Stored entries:
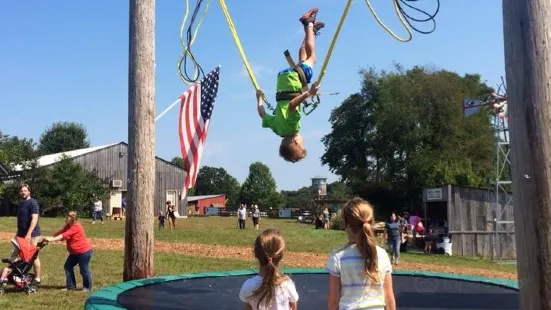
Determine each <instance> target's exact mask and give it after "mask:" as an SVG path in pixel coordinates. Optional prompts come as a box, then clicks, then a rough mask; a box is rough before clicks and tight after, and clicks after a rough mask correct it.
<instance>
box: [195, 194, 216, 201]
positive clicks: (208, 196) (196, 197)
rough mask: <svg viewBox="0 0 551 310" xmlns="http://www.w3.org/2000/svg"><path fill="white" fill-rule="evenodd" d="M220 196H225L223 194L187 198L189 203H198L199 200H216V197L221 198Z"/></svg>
mask: <svg viewBox="0 0 551 310" xmlns="http://www.w3.org/2000/svg"><path fill="white" fill-rule="evenodd" d="M220 196H223V194H218V195H201V196H188V197H187V201H188V202H193V201H198V200H203V199H209V198H216V197H220Z"/></svg>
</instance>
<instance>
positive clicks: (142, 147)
mask: <svg viewBox="0 0 551 310" xmlns="http://www.w3.org/2000/svg"><path fill="white" fill-rule="evenodd" d="M129 44H130V48H129V60H128V64H129V67H128V169H127V171H128V195H127V213H126V214H127V216H126V230H125V238H124V241H125V242H124V273H123V281H128V280H135V279H142V278H148V277H151V276H152V275H153V270H154V269H153V248H154V231H153V216H154V215H153V203H154V200H153V197H154V193H155V0H130V32H129Z"/></svg>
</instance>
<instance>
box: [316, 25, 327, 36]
mask: <svg viewBox="0 0 551 310" xmlns="http://www.w3.org/2000/svg"><path fill="white" fill-rule="evenodd" d="M323 27H325V23H323V22H315V23H314V35H316V36H317V35H319V31H320V29H321V28H323Z"/></svg>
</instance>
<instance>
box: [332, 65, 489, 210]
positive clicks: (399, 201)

**Assignment**
The entries above must be output exactly, with every image left out.

**Result of this exercise**
Determine each <instance> target's exact mask and give it after "mask:" as an SVG path in pixel coordinates. Optional prompts come as a box, then clicks, then a rough mask; a box is rough before clicks and tight after, and clicks after a rough mask correct it.
<instance>
box: [195, 194, 216, 201]
positive clicks: (208, 196) (196, 197)
rough mask: <svg viewBox="0 0 551 310" xmlns="http://www.w3.org/2000/svg"><path fill="white" fill-rule="evenodd" d="M220 196H225L223 194L187 198L189 203H198L199 200H216V197L221 198Z"/></svg>
mask: <svg viewBox="0 0 551 310" xmlns="http://www.w3.org/2000/svg"><path fill="white" fill-rule="evenodd" d="M220 196H223V194H218V195H201V196H188V197H187V201H188V202H193V201H198V200H203V199H209V198H216V197H220Z"/></svg>
</instance>
<instance>
positive clicks: (142, 147)
mask: <svg viewBox="0 0 551 310" xmlns="http://www.w3.org/2000/svg"><path fill="white" fill-rule="evenodd" d="M129 44H130V48H129V60H128V64H129V67H128V169H127V171H128V195H127V213H126V214H127V216H126V230H125V238H124V241H125V242H124V273H123V281H128V280H135V279H142V278H148V277H151V276H152V275H153V270H154V269H153V248H154V231H153V216H154V215H153V203H154V200H153V197H154V193H155V0H130V32H129Z"/></svg>
</instance>
<instance>
box: [316, 25, 327, 36]
mask: <svg viewBox="0 0 551 310" xmlns="http://www.w3.org/2000/svg"><path fill="white" fill-rule="evenodd" d="M323 27H325V23H323V22H315V23H314V35H316V36H317V35H319V31H320V29H321V28H323Z"/></svg>
</instance>
<instance>
box: [332, 65, 489, 210]
positive clicks: (399, 201)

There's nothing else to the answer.